## INSTRUCTIONS TO FOLLOW
Write out, unchanged, the lines from the one holding "I would be grateful if you could mark the shoulder" to the close of the listing. Both the first and last lines belong in it.

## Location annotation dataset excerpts
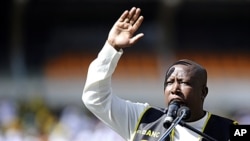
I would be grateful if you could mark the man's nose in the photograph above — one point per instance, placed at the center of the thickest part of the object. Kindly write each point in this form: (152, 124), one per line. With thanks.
(175, 88)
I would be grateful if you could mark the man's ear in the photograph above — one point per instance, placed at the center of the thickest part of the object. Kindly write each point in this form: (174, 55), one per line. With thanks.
(204, 92)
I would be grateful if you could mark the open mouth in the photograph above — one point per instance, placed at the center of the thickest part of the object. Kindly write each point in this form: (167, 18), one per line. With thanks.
(178, 100)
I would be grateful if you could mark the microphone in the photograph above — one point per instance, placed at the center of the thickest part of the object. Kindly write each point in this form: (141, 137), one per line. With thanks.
(171, 112)
(185, 111)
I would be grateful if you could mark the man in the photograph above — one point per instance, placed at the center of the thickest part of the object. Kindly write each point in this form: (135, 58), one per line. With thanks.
(185, 84)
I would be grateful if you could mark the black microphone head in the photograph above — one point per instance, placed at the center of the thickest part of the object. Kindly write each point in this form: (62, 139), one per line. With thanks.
(184, 110)
(171, 112)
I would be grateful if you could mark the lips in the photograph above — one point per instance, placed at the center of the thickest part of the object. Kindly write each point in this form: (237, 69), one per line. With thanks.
(178, 99)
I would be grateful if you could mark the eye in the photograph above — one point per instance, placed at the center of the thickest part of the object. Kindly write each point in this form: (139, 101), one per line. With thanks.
(169, 82)
(185, 83)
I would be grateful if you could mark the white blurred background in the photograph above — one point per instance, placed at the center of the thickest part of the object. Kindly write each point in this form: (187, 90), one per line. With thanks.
(47, 45)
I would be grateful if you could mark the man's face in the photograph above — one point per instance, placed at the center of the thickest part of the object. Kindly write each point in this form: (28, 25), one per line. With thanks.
(182, 85)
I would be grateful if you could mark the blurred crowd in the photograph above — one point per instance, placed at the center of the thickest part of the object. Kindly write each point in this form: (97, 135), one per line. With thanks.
(34, 121)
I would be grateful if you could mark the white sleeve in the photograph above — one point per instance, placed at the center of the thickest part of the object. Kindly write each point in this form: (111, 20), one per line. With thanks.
(121, 115)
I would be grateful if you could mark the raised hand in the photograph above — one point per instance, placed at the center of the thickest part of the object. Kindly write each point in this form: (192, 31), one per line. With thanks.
(122, 33)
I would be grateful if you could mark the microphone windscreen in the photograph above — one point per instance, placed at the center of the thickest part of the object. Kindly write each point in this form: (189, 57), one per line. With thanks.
(184, 110)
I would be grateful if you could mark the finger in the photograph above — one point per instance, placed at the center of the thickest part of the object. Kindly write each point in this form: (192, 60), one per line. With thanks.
(137, 24)
(123, 16)
(136, 38)
(132, 11)
(135, 16)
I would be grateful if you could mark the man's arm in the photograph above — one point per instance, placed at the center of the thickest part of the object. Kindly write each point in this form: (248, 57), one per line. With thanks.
(119, 114)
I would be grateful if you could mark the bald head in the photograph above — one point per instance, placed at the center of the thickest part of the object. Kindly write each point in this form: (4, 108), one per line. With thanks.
(198, 72)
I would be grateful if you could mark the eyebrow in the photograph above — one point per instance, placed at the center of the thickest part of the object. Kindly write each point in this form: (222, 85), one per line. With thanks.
(181, 63)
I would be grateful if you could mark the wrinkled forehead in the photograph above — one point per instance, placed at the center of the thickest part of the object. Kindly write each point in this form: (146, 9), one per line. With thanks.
(180, 70)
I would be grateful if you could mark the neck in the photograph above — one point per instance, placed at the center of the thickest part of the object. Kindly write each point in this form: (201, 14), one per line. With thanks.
(195, 117)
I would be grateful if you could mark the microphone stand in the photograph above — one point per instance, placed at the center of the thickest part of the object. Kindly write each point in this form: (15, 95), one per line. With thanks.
(205, 136)
(178, 120)
(174, 123)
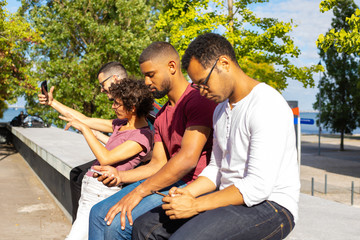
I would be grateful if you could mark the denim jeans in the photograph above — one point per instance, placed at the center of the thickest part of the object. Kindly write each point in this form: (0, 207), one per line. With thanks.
(98, 229)
(266, 220)
(92, 192)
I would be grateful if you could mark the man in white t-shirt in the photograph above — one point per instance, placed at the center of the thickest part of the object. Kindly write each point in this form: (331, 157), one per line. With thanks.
(250, 189)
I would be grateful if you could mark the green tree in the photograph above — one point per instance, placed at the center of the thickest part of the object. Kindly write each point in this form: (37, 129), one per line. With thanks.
(15, 36)
(344, 40)
(263, 45)
(80, 36)
(339, 97)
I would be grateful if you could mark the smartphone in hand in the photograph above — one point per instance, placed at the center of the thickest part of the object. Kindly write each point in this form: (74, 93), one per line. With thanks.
(44, 89)
(95, 171)
(159, 193)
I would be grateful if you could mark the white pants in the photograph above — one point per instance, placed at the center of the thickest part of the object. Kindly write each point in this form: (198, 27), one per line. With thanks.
(92, 192)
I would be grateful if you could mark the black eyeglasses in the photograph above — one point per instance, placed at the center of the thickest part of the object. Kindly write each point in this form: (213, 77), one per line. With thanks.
(204, 85)
(102, 83)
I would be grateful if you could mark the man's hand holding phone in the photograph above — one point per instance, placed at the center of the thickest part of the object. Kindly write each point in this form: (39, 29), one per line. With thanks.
(46, 98)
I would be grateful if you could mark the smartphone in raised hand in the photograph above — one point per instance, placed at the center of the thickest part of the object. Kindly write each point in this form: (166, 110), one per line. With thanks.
(44, 90)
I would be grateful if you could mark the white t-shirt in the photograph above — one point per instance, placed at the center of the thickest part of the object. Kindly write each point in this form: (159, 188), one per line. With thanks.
(254, 149)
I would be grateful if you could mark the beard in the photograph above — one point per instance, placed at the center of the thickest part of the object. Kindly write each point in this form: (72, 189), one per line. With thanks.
(160, 94)
(166, 88)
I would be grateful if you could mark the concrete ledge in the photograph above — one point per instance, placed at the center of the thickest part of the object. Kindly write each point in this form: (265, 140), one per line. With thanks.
(321, 219)
(52, 153)
(63, 150)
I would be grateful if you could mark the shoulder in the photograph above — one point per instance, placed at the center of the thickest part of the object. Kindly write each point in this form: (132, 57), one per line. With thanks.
(118, 122)
(194, 99)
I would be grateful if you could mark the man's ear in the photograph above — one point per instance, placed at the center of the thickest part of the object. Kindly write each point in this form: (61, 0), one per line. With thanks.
(224, 62)
(117, 79)
(172, 67)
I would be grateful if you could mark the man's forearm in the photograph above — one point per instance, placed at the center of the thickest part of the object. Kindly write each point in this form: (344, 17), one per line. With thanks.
(173, 171)
(228, 196)
(67, 111)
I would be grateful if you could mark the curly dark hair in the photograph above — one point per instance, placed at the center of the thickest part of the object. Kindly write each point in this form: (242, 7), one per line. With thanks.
(206, 49)
(157, 49)
(113, 68)
(133, 93)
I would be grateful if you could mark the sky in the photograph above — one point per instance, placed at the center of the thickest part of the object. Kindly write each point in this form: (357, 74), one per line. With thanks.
(311, 22)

## EXERCISE ANSWER
I would be grateful if you could mark the shoulder in the photograph above — one point per instance, placed at the center of the thickest part of the object. Kindly write each point in this form: (132, 57), one per line. With thanks.
(118, 122)
(194, 99)
I would be grateful if you could mark the man's ear in the photograph above — one point per instance, placed at the center of the thickest part of the object. Kindly write each point in this form: (61, 0), one per line. With thanks.
(224, 62)
(117, 79)
(172, 67)
I would be grateful if you could mark the man's forearm in the photograph above — one point per instance, placed at the center of the thickest part of the object. Kindly write each point in this form: (344, 17), one per line. With thanks.
(173, 171)
(228, 196)
(67, 111)
I would be grateful if you could mark the curly dark hair in the photograph above — one point per instance, placed at the center of the thickest part of the object. Kindly write each point in this form: (242, 7), one per line. With thanks.
(206, 49)
(157, 49)
(113, 68)
(133, 93)
I would be grateful if you could mark the sky in the photograph above — one point per instance, placed at the center of the thickest part of the object. Kindly write each point in this form: (357, 74), one per line. With thanks.
(311, 22)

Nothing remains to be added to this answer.